## What is being asked:
Everything from the line containing "of the paved" through the last line of the records must be returned verbatim, and nothing outside that range.

## Materials provided:
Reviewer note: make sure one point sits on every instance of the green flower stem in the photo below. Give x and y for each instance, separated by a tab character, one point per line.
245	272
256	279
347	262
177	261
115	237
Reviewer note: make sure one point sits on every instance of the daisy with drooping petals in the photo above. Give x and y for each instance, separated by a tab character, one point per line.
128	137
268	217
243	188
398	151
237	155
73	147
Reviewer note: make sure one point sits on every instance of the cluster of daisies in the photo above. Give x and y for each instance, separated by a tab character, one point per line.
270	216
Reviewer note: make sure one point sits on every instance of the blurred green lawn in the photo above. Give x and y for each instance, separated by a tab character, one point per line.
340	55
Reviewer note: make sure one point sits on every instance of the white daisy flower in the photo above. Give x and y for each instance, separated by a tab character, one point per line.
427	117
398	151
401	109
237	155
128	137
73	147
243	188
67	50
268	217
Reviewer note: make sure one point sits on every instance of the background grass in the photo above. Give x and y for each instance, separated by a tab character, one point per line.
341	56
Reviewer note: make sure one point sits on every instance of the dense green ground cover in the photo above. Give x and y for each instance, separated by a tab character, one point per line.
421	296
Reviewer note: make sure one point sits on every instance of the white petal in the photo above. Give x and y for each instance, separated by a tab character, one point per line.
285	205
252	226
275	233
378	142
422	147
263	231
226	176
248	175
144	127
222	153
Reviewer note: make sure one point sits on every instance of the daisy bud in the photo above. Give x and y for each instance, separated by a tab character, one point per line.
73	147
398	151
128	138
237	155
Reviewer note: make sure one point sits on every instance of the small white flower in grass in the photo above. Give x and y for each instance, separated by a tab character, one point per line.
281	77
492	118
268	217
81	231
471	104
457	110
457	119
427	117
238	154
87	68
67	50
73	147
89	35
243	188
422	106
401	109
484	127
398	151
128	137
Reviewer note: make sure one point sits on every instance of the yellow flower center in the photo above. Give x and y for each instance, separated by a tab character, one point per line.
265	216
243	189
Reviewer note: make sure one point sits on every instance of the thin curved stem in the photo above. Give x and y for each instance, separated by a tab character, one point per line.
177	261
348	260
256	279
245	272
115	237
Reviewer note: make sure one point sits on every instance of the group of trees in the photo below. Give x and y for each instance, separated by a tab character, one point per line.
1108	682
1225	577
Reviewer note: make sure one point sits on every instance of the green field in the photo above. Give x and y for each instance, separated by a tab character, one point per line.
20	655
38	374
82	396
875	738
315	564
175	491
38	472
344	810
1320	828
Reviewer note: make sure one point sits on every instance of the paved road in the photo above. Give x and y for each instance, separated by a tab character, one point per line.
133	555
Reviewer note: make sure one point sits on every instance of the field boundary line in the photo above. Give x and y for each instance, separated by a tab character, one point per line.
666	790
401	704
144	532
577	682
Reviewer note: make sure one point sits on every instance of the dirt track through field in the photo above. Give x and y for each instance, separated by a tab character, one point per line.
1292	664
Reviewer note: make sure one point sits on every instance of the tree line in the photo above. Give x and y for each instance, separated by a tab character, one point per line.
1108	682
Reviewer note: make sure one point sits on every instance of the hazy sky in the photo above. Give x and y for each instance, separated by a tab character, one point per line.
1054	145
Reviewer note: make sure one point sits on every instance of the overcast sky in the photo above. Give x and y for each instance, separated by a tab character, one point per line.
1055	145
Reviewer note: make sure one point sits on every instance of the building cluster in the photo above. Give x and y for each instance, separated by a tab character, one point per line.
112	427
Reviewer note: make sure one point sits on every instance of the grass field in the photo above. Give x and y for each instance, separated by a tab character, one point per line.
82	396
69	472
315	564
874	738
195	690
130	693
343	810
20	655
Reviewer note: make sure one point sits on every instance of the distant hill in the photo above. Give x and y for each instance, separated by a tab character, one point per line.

## Task response:
Reviewer note: make sure one point sits on every instance of the paved road in the photo above. Give x and y for each instance, separated by a tab character, one point per line.
133	555
Reviewer note: make sure one point sits on every instance of the field boundary line in the photo above. Give x and y for each instance, separated by a tab character, one point per line.
666	790
401	704
144	532
577	682
Reviewer note: make sure one point sits on every instance of the dirt track through field in the photo above. Give x and y for each instance, separated by a tab character, one point per line.
1292	664
Reviewer note: make sure one point sits on every instance of the tree line in the photo above. Give x and y for each instance, separated by a tab character, one point per line.
1108	682
Reviewer note: make sure one point sits on every instance of the hazy sky in the photo above. Give x and y for each instance, separated by a tab character, one point per line.
1054	145
Reviewer note: make sure one point sits on every instance of the overcast sky in the photo above. Give x and y for each instance, separated by a tab character, one point per line.
1055	145
Reviewer note: make sure one point sits on every instance of the building cluster in the photo above. Give x and y for each instance, separated by a tab character, one point per line.
112	427
Reviewer note: make sure one point sits on every instance of the grass field in the photo above. Give x and y for each instance, separated by a tab character, one point per line.
82	396
69	472
315	564
874	738
195	690
130	693
343	810
20	655
Reviewer note: make sure one point sits on every instance of the distant hill in the photo above. Give x and y for each instance, separated by a tab character, one point per line.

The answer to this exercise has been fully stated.